Supplied passage »
↓

More state discussions are needed on how to develop Colorado’s share of Colorado River water, a task force that met for more than a year on the Flaming Gorge water project reported Wednesday. The task force did not recommend either building or denying the Flaming Gorge pipeline idea, and wasn’t expected to. Instead, it worked to create a framework that would bring competing interests to the table to evaluate any project proposing development of a new supply from the Colorado River. Its conclusions will be submitted to the Colorado Water Conservation Board, which funded the task force. “I guess neutral is a big win for us,” said Aaron Million, who was one of two sponsors of a Flaming Gorge pipeline who met with the task force last year.

More engineering work is being completed so that the Flaming Gorge project can be resubmitted to a federal agency for environmental evaluation. Million said it would be submitted to the Federal Energy Regulatory Commission, which rejected an application last year, saying more information was needed. If FERC does not accept the new proposal, either the Army Corps of Engineers or Bureau of Land Management would be approached.

The task force recommended the CWCB and Interbasin Compact Committee, an umbrella organization that represents the interests of basin roundtables and the state, develop a way to evaluate if a project meets certain criteria. The top priorities are developing Colorado’s share of the water under the 1922 Colorado River Compact and protecting the state from a call on the river that could diminish Colorado’s water supply.

The group recommended forming a committee that would continue to discuss issues relating to water and is asking the CWCB for up to $100,000 for phase 2 of the study. The first phase was funded at $72,000 in September 2011, over the objections of environmental groups who tried to kill any consideration of a Flaming Gorge plan.

More coverage from the Associated Press via the Laramie Boomerang. Here’s an excerpt:

In a report to be presented to the Colorado Water Conservation Board, the Basin Roundtable Exploration Committee said questions that should be addressed include not only financing and how Colorado can maximize its entitlements to Colorado River water without overdeveloping the river, but also alternatives to new water supply projects.

↑

Exercise tasks »
1. Answer these questions from the Flaming Gorge task force article:
(a) How much funding did the first phase receive, and in what month and year?
(b) Which federal agency rejected an application last year?
(c) How much is the group asking the CWCB for phase 2?
2. Translate this sentence from the Flaming Gorge task force article into Spanish: "Its conclusions will be submitted to the Colorado Water Conservation Board, which funded the task force."

Data provided »

↓

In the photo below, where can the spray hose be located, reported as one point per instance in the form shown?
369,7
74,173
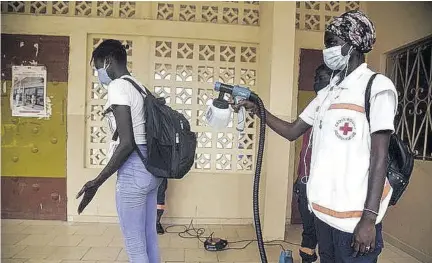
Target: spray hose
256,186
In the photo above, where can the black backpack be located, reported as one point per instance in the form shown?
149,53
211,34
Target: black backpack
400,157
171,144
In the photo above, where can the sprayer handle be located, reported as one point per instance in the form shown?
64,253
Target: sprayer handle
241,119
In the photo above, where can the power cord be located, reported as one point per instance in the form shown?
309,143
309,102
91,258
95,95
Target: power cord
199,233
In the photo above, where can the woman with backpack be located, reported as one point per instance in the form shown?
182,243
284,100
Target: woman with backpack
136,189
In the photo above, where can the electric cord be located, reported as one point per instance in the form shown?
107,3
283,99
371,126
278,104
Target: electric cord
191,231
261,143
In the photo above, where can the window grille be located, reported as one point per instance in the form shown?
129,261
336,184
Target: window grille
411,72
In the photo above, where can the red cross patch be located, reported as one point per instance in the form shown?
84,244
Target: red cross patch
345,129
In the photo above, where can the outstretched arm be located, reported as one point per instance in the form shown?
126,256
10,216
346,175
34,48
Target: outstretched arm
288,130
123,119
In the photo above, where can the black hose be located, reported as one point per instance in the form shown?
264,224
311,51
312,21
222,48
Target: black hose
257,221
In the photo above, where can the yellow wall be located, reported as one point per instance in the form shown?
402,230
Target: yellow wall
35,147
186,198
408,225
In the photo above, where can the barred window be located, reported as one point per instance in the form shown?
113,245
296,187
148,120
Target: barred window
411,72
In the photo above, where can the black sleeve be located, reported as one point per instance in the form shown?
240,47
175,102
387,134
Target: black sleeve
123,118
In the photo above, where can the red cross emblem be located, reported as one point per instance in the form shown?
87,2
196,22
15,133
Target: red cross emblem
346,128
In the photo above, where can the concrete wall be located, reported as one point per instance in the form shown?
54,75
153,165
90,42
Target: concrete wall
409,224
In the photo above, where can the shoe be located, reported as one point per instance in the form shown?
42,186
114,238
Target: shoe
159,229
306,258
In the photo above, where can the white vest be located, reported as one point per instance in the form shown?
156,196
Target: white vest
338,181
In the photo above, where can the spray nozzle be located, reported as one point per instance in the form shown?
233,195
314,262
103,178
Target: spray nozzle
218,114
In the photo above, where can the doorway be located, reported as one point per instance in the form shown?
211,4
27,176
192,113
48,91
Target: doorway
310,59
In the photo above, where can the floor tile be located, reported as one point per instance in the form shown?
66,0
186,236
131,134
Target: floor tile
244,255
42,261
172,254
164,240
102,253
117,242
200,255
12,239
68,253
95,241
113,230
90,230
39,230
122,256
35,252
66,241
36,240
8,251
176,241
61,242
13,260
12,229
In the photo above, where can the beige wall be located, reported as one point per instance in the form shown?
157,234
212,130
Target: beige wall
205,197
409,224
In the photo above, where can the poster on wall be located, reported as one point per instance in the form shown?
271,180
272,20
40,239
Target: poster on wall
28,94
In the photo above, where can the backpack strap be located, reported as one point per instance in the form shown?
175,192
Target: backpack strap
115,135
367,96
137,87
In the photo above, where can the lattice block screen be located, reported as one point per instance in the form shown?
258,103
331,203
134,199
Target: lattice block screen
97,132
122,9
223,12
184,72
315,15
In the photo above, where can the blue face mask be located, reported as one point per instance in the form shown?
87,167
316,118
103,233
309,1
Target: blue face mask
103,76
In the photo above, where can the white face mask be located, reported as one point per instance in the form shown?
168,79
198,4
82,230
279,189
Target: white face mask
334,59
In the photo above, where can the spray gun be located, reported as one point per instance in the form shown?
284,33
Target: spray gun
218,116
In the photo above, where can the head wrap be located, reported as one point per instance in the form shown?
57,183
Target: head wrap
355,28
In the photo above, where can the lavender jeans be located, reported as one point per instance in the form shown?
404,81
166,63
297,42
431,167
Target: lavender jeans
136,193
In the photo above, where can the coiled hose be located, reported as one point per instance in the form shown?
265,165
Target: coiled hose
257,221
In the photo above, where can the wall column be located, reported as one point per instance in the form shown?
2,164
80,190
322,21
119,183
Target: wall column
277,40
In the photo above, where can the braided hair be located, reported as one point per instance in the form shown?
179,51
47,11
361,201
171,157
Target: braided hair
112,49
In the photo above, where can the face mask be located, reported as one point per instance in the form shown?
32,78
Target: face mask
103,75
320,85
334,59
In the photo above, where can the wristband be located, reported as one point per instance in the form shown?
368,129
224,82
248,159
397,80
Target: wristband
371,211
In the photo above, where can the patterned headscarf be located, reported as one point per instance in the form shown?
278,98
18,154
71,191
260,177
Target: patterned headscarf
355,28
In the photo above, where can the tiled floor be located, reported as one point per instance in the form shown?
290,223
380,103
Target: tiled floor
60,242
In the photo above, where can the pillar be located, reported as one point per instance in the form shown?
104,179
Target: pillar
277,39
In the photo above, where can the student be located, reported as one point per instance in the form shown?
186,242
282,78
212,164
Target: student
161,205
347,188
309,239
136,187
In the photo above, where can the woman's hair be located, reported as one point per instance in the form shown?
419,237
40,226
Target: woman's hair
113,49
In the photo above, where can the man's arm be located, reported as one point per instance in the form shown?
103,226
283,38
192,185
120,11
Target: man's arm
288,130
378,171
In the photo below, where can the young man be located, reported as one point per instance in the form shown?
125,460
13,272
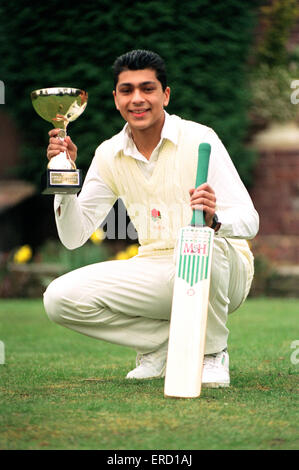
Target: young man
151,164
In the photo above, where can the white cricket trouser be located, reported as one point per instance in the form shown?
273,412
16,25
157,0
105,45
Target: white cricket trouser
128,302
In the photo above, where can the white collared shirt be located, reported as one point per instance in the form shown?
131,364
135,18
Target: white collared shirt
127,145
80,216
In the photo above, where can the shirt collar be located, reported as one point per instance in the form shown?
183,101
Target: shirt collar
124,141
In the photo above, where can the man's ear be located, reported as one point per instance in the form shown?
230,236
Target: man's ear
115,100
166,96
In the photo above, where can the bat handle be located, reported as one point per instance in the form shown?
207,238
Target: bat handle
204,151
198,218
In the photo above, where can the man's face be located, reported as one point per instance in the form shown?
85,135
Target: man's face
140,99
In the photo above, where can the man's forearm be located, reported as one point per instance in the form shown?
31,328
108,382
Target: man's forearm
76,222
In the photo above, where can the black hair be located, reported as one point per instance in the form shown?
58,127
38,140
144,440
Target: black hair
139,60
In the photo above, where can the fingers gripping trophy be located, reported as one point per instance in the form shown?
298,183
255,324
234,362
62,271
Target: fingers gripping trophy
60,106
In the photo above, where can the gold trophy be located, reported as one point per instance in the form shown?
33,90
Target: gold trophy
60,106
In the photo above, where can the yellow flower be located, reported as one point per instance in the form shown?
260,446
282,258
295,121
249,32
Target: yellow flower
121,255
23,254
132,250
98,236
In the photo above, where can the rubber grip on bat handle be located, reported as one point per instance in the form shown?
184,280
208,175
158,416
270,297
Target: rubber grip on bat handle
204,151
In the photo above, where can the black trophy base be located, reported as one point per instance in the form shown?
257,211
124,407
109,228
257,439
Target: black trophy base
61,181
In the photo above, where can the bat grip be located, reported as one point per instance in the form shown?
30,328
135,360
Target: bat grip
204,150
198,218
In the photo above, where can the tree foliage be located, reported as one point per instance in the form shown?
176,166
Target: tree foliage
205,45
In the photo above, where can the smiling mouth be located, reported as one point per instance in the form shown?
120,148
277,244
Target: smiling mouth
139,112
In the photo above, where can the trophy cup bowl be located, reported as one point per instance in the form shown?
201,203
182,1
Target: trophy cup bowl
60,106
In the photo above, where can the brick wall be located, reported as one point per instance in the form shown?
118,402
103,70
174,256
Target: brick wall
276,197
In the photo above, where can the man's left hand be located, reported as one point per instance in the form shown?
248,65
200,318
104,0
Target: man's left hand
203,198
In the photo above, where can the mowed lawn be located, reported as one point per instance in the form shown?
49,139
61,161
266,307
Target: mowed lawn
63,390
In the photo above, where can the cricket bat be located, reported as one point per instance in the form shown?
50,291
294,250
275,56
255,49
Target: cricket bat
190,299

↑

Outputs by task »
1.
(a) $72,000, in September 2011.
(b) The Federal Energy Regulatory Commission.
(c) Up to $100,000.

2. Sus conclusiones se presentarán a la Junta de Conservación del Agua de Colorado, que financió al grupo de trabajo.